(Coordinate labeling data)
>>
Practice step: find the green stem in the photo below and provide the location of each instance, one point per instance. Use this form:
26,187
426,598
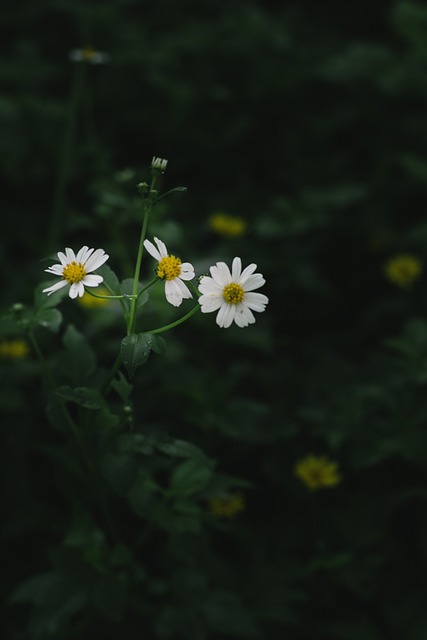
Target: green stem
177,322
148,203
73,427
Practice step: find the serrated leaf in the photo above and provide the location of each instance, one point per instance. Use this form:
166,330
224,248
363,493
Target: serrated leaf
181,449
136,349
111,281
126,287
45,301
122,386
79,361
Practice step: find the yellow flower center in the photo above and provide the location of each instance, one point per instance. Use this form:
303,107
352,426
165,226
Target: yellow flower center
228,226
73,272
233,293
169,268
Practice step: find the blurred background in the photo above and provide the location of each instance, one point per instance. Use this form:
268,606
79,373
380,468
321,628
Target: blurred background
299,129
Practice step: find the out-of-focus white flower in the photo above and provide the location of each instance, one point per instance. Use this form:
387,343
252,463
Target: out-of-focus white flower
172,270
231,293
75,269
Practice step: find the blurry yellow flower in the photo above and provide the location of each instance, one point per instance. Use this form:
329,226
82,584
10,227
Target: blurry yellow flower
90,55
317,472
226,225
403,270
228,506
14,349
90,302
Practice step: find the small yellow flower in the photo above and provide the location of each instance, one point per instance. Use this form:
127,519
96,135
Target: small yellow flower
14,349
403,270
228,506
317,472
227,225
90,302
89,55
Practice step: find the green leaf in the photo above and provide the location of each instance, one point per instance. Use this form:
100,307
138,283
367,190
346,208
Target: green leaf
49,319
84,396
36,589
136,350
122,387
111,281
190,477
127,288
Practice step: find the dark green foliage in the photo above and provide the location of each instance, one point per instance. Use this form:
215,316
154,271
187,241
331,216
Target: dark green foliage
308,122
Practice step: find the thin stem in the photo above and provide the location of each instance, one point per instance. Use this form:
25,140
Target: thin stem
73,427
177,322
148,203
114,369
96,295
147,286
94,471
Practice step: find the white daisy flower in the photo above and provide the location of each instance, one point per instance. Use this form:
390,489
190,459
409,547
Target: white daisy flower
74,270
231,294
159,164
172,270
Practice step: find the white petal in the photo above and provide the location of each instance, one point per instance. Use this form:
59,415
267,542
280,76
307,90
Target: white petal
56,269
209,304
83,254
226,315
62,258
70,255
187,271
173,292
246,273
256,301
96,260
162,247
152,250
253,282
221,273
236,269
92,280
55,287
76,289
<<
>>
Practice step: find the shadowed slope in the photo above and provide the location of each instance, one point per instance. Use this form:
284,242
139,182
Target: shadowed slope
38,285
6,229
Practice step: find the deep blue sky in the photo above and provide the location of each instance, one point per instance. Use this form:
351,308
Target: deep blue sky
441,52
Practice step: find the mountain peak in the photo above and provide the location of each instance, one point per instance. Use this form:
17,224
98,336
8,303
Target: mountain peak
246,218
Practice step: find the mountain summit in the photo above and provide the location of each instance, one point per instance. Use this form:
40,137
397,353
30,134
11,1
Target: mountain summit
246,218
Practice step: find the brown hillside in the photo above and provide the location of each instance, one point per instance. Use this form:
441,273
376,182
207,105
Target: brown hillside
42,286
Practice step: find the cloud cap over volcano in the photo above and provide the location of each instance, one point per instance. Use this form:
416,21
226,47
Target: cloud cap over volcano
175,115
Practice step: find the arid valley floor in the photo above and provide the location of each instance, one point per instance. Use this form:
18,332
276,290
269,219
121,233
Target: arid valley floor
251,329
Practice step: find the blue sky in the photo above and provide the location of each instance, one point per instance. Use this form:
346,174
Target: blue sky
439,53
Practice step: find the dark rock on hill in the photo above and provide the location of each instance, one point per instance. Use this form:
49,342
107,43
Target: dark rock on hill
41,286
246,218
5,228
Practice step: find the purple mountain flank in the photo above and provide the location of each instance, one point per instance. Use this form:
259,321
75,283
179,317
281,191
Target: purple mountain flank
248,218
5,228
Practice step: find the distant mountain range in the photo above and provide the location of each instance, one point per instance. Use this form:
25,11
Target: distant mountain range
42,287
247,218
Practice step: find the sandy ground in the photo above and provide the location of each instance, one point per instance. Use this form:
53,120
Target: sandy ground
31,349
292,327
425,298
<<
→ **SHORT PROBLEM**
Please locate every line in the rows above that contains the word "serrated", treating case as significant, and copy each such line.

→ **OUTPUT BELOW**
Practice step: find the serrated leaf in the photo above and provide the location of each instance, one point per instance. Use this form:
Target: serrated leaf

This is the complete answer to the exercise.